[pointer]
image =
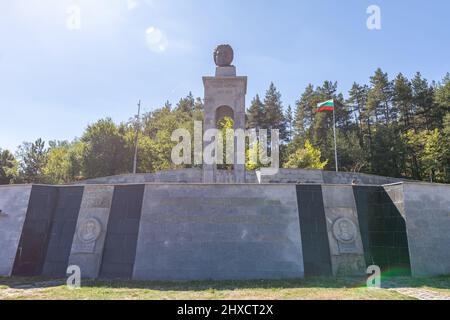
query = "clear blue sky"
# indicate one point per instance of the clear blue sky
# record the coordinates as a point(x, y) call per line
point(54, 81)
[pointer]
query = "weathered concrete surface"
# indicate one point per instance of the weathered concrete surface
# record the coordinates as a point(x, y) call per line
point(196, 232)
point(13, 204)
point(347, 258)
point(396, 194)
point(95, 204)
point(427, 210)
point(296, 176)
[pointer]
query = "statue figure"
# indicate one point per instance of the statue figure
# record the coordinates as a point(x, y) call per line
point(223, 55)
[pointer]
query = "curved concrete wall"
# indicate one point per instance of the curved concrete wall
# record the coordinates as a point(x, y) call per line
point(294, 176)
point(164, 231)
point(192, 232)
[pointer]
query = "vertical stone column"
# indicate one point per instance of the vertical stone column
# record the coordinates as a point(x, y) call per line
point(13, 205)
point(227, 90)
point(89, 238)
point(224, 91)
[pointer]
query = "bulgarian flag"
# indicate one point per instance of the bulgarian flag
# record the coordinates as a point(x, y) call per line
point(326, 106)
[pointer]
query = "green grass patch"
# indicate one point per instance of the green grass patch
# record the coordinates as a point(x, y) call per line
point(322, 288)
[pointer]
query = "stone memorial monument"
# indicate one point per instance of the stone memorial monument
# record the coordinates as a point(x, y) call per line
point(224, 97)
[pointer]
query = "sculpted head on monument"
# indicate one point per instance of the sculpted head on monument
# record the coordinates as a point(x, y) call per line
point(223, 55)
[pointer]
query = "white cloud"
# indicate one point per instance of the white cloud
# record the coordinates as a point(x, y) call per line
point(132, 4)
point(156, 40)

##########

WRITTEN PROBLEM :: Render the records as a JSON list of strings, one string per line and no entries for blank lines. Begin at the start of the records, stop after the line that contains "point(322, 288)", and leave the pictures out of the answer.

THE OUTPUT ::
[
  "[pointer]",
  "image =",
  "query = \"clear blue sky\"",
  "# indicate one point per instance of the clear blue sky",
  "# record the coordinates as a point(x, y) call per line",
  "point(54, 81)",
  "[pointer]",
  "query = \"weathered concrete surface\"",
  "# indicate one point per instance of the weathered concrete surface",
  "# record the coordinates as a point(x, y) call per line",
  "point(196, 232)",
  "point(13, 204)",
  "point(347, 258)",
  "point(396, 194)",
  "point(95, 204)",
  "point(427, 210)",
  "point(296, 176)",
  "[pointer]",
  "query = \"statue figure\"",
  "# indicate one point per instance of the statue figure",
  "# record the coordinates as a point(x, y) call per line",
  "point(223, 55)",
  "[pointer]",
  "query = \"curved concrete wall\"",
  "# indicate one point per instance of the curved concrete wall",
  "# record the coordinates as a point(x, y) call per line",
  "point(294, 176)",
  "point(164, 231)",
  "point(192, 232)",
  "[pointer]",
  "query = \"vertical stone column\"",
  "# indicate one point per instance of the vertical stone column",
  "# record the coordinates as a point(x, y) call per line",
  "point(13, 205)",
  "point(227, 90)",
  "point(89, 238)",
  "point(224, 91)",
  "[pointer]",
  "query = \"bulgarian flag\"",
  "# indicate one point per instance of the bulgarian flag",
  "# record the coordinates as a point(x, y) call per line",
  "point(326, 106)",
  "[pointer]",
  "query = \"green grass patch\"",
  "# indicate one point per instance of the green grass patch",
  "# record the coordinates as a point(x, y) call per line",
  "point(322, 288)"
]